# Aim of the task:
Put every line of the items below into a numbered list, skipping blank lines and leaving out the pictures.

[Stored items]

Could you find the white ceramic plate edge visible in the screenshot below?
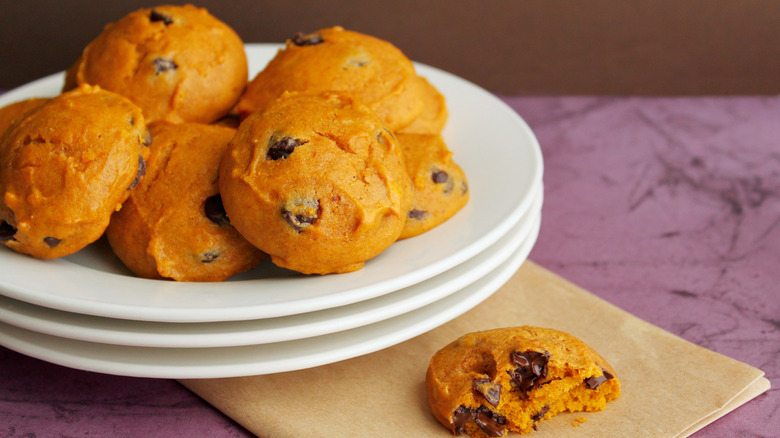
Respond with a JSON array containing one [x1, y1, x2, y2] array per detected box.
[[0, 214, 541, 379], [0, 190, 543, 348]]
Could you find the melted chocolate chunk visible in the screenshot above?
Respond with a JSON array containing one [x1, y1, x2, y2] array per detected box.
[[265, 137, 308, 161], [282, 199, 320, 233], [585, 368, 615, 389], [474, 406, 507, 436], [290, 32, 325, 47], [203, 194, 230, 227], [406, 208, 428, 219], [154, 58, 179, 76], [127, 155, 146, 190], [200, 250, 219, 263], [471, 377, 501, 407], [0, 221, 16, 243], [531, 405, 550, 423], [507, 350, 550, 391], [431, 170, 449, 184], [452, 405, 476, 435], [149, 9, 173, 26], [141, 128, 152, 146]]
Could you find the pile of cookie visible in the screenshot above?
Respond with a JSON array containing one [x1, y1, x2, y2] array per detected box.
[[0, 5, 469, 281]]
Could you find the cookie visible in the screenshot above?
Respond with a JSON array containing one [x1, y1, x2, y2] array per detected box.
[[106, 123, 265, 281], [236, 27, 423, 131], [0, 98, 49, 136], [219, 92, 412, 274], [425, 326, 620, 437], [396, 133, 469, 239], [65, 5, 248, 123], [0, 85, 150, 258], [398, 76, 449, 134]]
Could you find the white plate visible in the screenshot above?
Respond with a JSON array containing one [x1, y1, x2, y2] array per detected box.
[[0, 210, 539, 379], [0, 44, 543, 322], [0, 186, 542, 348]]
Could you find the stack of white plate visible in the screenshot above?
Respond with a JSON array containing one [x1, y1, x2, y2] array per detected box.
[[0, 44, 543, 378]]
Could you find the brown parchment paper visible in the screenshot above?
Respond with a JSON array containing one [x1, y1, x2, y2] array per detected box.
[[181, 261, 769, 438]]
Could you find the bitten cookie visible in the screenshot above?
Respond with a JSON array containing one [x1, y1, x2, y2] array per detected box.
[[0, 98, 49, 136], [106, 123, 265, 281], [425, 326, 620, 437], [219, 92, 412, 274], [65, 5, 248, 123], [396, 134, 469, 239], [0, 85, 150, 258], [236, 27, 423, 131]]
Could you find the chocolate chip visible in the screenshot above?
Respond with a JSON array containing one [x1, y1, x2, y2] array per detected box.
[[154, 58, 179, 76], [452, 405, 476, 435], [507, 350, 550, 391], [474, 406, 507, 436], [531, 405, 550, 423], [0, 221, 16, 243], [203, 194, 230, 227], [471, 377, 501, 407], [282, 199, 320, 233], [141, 128, 152, 146], [200, 250, 219, 263], [265, 137, 308, 161], [585, 368, 615, 389], [406, 208, 428, 219], [149, 9, 173, 26], [431, 170, 449, 184], [127, 155, 146, 190], [290, 32, 324, 47]]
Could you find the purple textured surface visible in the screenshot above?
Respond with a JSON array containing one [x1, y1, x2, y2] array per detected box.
[[0, 97, 780, 437]]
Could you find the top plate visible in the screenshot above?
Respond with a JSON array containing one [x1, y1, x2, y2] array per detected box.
[[0, 44, 543, 322]]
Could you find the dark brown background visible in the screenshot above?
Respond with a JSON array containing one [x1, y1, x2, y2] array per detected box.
[[0, 0, 780, 95]]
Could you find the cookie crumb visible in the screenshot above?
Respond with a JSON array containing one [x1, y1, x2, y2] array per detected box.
[[571, 417, 588, 427]]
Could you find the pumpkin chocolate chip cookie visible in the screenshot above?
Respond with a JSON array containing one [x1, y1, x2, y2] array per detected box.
[[219, 92, 412, 274], [65, 5, 248, 123], [426, 326, 620, 437], [0, 85, 150, 258]]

# Solution to this exercise:
1. Could you find the white ceramic plate edge visible in the screenshot below?
2. Respond with a JSON array containing one [x1, y1, x2, y2] array per detected box.
3. [[0, 214, 541, 379], [0, 190, 543, 348]]
4. Could you find the melted chocolate chunk visible in the screenshot above?
5. Respond with a JSON array containing one [x1, y1, x2, y2] array per detected box.
6. [[265, 137, 308, 161], [282, 199, 320, 233], [585, 368, 615, 389], [474, 406, 507, 436], [290, 32, 325, 47], [203, 194, 230, 227], [406, 208, 428, 219], [154, 58, 179, 76], [127, 155, 146, 190], [200, 250, 219, 263], [471, 377, 501, 407], [0, 221, 16, 243], [531, 405, 550, 423], [507, 350, 550, 391], [431, 170, 449, 184], [452, 405, 476, 435], [149, 9, 173, 26], [141, 128, 152, 146]]
7. Could you find the pile of cookie visible in the screenshot above?
8. Respond with a JSON array containing one [x1, y1, x2, y2] array per detected box.
9. [[0, 5, 469, 281]]
10. Could you find the cookie visible in the screenshot above?
11. Respond with a JSON array containing one [x1, y1, x2, y2] array per detected box.
12. [[106, 123, 265, 281], [236, 27, 423, 131], [0, 98, 49, 136], [219, 92, 412, 274], [425, 326, 620, 437], [396, 133, 469, 239], [65, 5, 248, 123], [0, 85, 150, 258], [398, 76, 449, 134]]
13. Could you find the white plate visible in the screenshot above?
14. Respond with a JSON array containing one [x1, y1, x2, y2] array per detected box.
15. [[0, 210, 539, 379], [0, 44, 543, 322], [0, 186, 542, 348]]
16. Could you find the stack of white plate visible in the screenshot above?
17. Respond with a JSON array containing one [x1, y1, x2, y2] array per detected box.
18. [[0, 44, 543, 378]]
19. Could you find the brown parchment paper visible in the screenshot above?
20. Respond with a JSON array containing one [x1, y1, x2, y2] array per detected box.
21. [[181, 261, 769, 438]]
22. Could you find the bitten cookie visible in the screenshot above?
23. Respond with a JSON array containing one [x1, y1, x2, y2] array per detected box.
24. [[0, 98, 49, 136], [106, 123, 265, 281], [425, 326, 620, 437], [219, 92, 412, 274], [65, 5, 248, 123], [396, 134, 469, 239], [0, 85, 150, 258], [236, 27, 423, 131]]
25. Could you find the chocolate chip visible in the screenshot above?
26. Respond with a JSON array containing one [x1, y1, x2, y2] array per detected box.
27. [[154, 58, 179, 76], [452, 405, 476, 435], [507, 350, 550, 391], [474, 406, 507, 436], [531, 405, 550, 423], [0, 221, 16, 243], [203, 194, 230, 227], [471, 377, 501, 407], [282, 199, 320, 233], [141, 128, 152, 146], [200, 250, 219, 263], [265, 137, 308, 161], [585, 368, 615, 389], [406, 208, 428, 219], [149, 9, 173, 26], [431, 170, 449, 184], [127, 155, 146, 190], [290, 32, 324, 47]]
28. Could you find the purple textured surface visible in the screenshot above?
29. Respond with a JSON array containing one [x1, y1, x2, y2] array per detected box.
30. [[0, 97, 780, 437]]
31. Could you find the top plate visible in the screenshot above?
32. Respond with a JSON array containing one [x1, y1, x2, y2] array per detected box.
33. [[0, 44, 543, 322]]
34. Could you find the dark brown background visible in the screenshot above?
35. Respond with a JSON array containing one [x1, y1, x2, y2] array per detected box.
36. [[0, 0, 780, 95]]
37. Could you find the cookie crumb visible in the screenshot above?
38. Respond with a JSON array containing one [x1, y1, x2, y2] array per detected box.
39. [[571, 417, 588, 427]]
40. Could you find the pumpkin chocolate chip cookie visible in the screenshot above?
41. Respond with a JSON array containing one [x1, y1, x2, y2] array per detected box.
42. [[219, 92, 412, 274], [65, 5, 248, 123], [426, 326, 620, 437], [0, 85, 150, 258]]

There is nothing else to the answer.